Start MATERIAL PROVIDED

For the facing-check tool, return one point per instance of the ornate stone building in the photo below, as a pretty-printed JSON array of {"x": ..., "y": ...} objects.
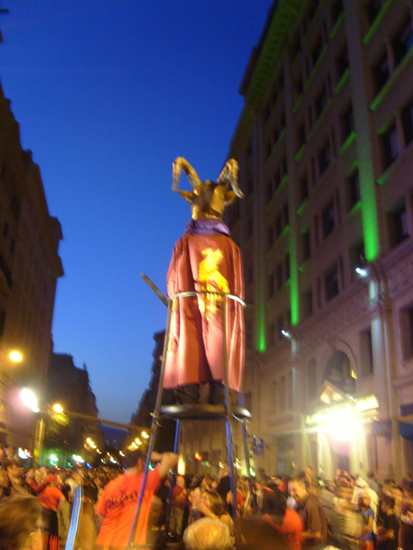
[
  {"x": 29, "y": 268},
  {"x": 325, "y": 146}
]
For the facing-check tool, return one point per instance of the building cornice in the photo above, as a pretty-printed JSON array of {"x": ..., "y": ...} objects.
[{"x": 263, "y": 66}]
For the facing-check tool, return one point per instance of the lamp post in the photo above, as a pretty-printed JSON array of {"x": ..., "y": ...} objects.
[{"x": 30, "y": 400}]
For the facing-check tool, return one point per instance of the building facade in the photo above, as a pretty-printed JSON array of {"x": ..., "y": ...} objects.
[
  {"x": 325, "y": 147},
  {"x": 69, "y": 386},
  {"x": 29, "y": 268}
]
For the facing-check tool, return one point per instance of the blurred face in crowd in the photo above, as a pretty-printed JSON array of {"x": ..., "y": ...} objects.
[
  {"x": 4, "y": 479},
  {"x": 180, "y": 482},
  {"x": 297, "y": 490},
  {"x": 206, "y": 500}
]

End MATERIAL PROVIDED
Start MATERIAL PROVIDED

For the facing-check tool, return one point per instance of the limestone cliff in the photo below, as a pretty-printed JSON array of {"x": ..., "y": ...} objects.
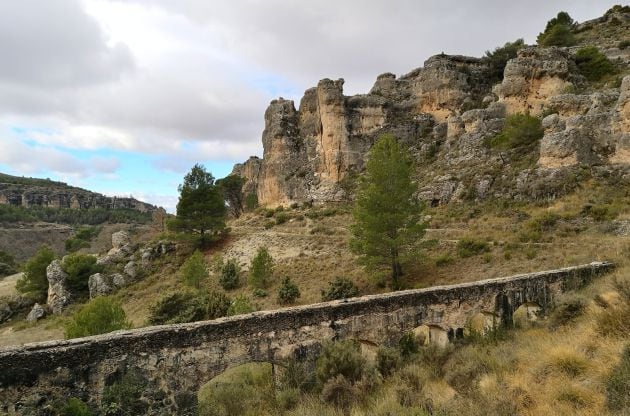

End MATERIAL PROVIDED

### [AIM]
How many lines above contain the string "building"? Matching is case-sensitive. Reply with only the number.

### [EXERCISE SOLUTION]
3